EXCERPTED RECORDS:
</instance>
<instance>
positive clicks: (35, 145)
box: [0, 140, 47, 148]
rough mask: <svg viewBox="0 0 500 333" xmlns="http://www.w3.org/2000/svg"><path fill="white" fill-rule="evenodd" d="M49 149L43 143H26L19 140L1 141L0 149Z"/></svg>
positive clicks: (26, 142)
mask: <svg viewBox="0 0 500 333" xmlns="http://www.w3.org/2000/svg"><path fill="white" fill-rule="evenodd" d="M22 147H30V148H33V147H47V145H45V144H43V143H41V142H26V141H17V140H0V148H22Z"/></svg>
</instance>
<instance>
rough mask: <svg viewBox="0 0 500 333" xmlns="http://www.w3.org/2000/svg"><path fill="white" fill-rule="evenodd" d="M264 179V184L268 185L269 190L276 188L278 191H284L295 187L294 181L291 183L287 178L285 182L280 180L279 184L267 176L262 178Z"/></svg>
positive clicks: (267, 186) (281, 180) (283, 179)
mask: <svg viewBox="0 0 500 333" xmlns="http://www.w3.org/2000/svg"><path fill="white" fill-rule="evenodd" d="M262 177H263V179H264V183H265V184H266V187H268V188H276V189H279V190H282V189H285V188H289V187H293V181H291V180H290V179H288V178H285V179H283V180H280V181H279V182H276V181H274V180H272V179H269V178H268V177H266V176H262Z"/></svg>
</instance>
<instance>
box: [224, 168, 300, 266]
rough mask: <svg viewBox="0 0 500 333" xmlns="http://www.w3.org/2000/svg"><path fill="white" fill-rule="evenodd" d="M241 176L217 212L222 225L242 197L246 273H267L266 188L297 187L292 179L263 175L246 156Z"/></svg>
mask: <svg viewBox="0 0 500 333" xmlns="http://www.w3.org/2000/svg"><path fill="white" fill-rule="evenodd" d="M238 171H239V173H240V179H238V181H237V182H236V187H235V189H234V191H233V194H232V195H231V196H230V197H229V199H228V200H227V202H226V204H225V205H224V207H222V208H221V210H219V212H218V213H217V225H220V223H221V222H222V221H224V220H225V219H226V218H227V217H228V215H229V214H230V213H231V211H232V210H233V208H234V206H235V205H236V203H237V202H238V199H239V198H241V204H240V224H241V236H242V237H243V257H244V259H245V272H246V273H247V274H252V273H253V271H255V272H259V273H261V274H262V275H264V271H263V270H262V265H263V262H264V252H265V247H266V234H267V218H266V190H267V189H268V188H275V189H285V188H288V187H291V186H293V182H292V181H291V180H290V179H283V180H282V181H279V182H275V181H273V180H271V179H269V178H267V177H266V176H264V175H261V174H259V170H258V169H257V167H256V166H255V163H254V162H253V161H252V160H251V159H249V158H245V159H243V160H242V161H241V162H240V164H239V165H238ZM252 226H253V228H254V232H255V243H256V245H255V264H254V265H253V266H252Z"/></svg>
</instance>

---

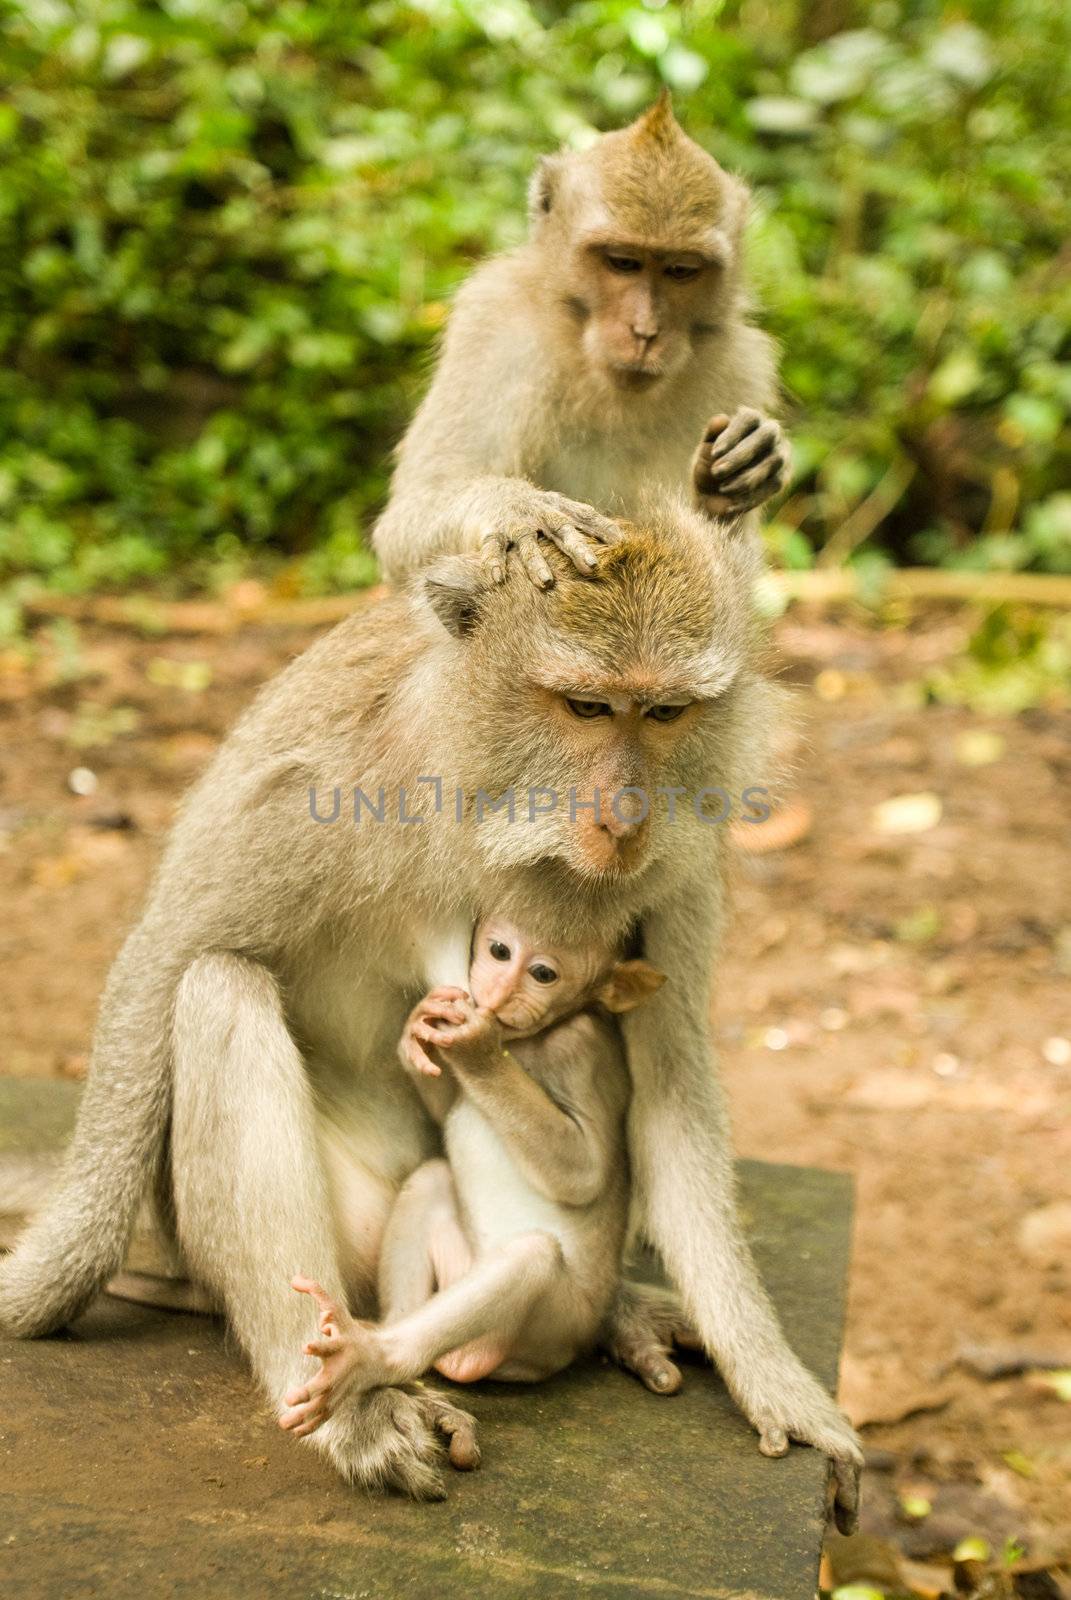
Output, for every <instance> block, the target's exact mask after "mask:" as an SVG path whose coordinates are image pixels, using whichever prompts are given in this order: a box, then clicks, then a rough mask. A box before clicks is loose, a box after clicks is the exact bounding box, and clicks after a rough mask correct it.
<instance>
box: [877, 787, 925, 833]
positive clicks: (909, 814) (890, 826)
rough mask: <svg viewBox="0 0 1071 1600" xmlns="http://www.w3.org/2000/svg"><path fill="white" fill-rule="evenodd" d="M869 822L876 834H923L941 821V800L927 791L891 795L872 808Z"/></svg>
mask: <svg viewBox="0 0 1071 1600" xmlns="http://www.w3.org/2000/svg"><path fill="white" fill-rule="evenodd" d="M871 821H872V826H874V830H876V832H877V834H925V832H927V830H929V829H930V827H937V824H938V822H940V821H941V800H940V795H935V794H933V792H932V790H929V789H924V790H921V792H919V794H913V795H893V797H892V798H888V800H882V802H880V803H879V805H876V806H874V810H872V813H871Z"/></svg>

...

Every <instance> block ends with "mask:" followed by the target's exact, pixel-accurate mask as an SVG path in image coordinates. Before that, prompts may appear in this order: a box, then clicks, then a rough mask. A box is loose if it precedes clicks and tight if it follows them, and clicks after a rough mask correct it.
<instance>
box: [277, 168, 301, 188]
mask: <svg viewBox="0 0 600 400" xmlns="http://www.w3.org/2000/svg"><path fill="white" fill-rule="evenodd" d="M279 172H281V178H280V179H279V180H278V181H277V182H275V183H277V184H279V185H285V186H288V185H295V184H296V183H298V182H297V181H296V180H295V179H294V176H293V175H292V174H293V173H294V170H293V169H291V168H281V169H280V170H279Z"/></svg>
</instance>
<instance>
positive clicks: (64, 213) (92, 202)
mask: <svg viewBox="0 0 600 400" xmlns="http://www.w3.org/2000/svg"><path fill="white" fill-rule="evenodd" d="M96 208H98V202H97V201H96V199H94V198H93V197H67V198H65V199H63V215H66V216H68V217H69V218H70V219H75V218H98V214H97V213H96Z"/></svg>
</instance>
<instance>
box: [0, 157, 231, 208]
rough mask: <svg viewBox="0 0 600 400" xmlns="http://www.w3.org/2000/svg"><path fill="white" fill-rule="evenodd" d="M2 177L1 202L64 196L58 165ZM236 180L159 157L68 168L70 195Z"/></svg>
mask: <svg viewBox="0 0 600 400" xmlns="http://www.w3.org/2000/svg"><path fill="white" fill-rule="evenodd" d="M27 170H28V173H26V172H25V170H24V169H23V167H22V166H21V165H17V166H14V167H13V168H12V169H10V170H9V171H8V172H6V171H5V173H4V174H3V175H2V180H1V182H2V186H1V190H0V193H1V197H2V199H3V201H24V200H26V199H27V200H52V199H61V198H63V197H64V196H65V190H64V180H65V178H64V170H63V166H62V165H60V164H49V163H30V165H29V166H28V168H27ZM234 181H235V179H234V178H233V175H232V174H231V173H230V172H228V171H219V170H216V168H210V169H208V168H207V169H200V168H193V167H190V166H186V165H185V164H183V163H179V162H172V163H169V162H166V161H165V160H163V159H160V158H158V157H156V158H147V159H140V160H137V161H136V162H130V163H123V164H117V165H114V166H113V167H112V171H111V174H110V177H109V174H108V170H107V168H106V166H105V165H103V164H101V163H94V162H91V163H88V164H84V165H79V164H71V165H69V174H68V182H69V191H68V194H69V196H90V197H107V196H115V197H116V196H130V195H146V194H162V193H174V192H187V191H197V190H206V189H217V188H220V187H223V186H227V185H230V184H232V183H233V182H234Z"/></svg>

WHAT IS REQUIRED:
Reproduce the lines from the one containing "Every <instance> block ends" through the one containing "box: [277, 168, 301, 188]", inclusive, substituting "coarse mask" for "rough mask" and leaving everything else unchanged.

FINISHED TASK:
Every <instance> block ends with "mask:" followed by the target's exact, pixel-accurate mask as an SVG path in image coordinates. Before that, prompts may appear in this order: a box, then clicks, then a coarse mask. A box is loose if it precedes clicks and tight if it follows them, and clicks after a coarse mask correct it.
<instance>
box: [277, 168, 301, 188]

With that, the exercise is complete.